Task to complete: Give back an exact copy of the lines in the records below, from the line that has "of the shadow" through the line that has "the yellow cactus", and nothing besides.

Exercise inputs:
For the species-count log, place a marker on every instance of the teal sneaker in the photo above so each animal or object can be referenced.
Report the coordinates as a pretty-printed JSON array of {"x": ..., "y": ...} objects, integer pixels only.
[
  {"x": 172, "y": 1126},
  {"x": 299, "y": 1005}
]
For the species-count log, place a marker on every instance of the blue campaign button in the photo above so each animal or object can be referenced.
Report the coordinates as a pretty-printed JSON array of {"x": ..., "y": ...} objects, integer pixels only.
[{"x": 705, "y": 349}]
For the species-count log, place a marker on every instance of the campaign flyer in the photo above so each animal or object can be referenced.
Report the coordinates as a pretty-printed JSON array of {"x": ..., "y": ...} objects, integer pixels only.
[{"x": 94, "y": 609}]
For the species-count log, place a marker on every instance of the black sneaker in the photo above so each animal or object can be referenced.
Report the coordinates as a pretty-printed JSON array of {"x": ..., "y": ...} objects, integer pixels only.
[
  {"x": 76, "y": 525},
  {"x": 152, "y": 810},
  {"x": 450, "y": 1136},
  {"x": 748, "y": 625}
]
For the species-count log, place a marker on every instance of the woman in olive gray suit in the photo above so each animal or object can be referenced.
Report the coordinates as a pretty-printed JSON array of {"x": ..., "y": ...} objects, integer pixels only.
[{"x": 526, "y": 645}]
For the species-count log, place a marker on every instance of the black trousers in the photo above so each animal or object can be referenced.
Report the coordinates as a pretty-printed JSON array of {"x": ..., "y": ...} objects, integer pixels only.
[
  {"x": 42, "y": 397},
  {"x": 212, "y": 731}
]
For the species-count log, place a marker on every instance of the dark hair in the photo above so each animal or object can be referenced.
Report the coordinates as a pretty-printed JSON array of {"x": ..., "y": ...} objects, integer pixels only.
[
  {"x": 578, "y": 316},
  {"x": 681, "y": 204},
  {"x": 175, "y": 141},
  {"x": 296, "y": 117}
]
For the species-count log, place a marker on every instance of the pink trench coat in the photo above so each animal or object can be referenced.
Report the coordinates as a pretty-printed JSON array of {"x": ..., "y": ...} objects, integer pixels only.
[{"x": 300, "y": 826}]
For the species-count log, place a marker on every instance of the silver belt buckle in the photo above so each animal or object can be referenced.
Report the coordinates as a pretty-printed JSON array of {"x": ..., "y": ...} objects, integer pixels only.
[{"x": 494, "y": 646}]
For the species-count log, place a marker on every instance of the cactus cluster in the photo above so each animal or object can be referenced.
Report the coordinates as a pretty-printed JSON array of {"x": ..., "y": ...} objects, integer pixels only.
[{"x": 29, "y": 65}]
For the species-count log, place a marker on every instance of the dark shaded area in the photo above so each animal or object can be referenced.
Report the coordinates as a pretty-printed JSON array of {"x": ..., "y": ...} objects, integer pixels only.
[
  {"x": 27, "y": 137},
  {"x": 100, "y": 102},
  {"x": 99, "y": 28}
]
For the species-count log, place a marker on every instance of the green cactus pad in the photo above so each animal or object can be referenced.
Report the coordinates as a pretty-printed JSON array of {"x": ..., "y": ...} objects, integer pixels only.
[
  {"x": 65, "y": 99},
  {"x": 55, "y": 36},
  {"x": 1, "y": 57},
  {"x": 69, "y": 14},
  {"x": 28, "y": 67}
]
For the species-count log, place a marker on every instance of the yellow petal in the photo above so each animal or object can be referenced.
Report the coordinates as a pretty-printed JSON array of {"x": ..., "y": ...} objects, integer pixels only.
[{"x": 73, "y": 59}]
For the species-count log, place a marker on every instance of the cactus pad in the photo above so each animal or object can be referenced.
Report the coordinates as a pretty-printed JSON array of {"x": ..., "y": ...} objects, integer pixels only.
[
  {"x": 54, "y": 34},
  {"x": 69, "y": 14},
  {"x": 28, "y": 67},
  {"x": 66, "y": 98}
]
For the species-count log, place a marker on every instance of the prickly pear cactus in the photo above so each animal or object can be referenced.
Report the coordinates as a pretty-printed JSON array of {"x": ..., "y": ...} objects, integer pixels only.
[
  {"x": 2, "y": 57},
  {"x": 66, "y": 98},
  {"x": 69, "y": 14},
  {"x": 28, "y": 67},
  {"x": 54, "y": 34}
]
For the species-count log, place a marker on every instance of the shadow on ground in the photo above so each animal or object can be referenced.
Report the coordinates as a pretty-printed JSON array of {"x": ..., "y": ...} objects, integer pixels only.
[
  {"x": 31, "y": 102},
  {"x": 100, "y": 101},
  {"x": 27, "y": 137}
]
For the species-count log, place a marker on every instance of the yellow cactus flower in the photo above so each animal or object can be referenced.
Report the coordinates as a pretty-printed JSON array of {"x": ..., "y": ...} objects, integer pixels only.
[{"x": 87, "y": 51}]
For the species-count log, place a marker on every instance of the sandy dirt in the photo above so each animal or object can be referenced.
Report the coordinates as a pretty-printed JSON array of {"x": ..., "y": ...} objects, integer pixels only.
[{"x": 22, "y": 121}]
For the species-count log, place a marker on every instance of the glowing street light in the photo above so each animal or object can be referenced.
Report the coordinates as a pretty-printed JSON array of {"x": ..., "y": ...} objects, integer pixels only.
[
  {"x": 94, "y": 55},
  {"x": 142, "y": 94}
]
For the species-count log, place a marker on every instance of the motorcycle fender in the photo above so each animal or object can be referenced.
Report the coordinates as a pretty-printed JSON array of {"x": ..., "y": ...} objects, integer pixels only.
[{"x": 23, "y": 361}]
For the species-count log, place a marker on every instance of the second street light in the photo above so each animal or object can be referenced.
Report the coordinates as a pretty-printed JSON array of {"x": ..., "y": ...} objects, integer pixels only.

Answer area:
For the species-count log, place a marker on every instance of the shadow on ground in the photo above so each animal or object can be referenced.
Report the coordinates as a pretty-printed JSON array of {"x": ..., "y": ...} objects, integer pixels only.
[
  {"x": 31, "y": 102},
  {"x": 100, "y": 101},
  {"x": 27, "y": 137}
]
For the species-count log, place a marker on every instance of the yellow cactus flower in the photo above so each animal or object can be referenced.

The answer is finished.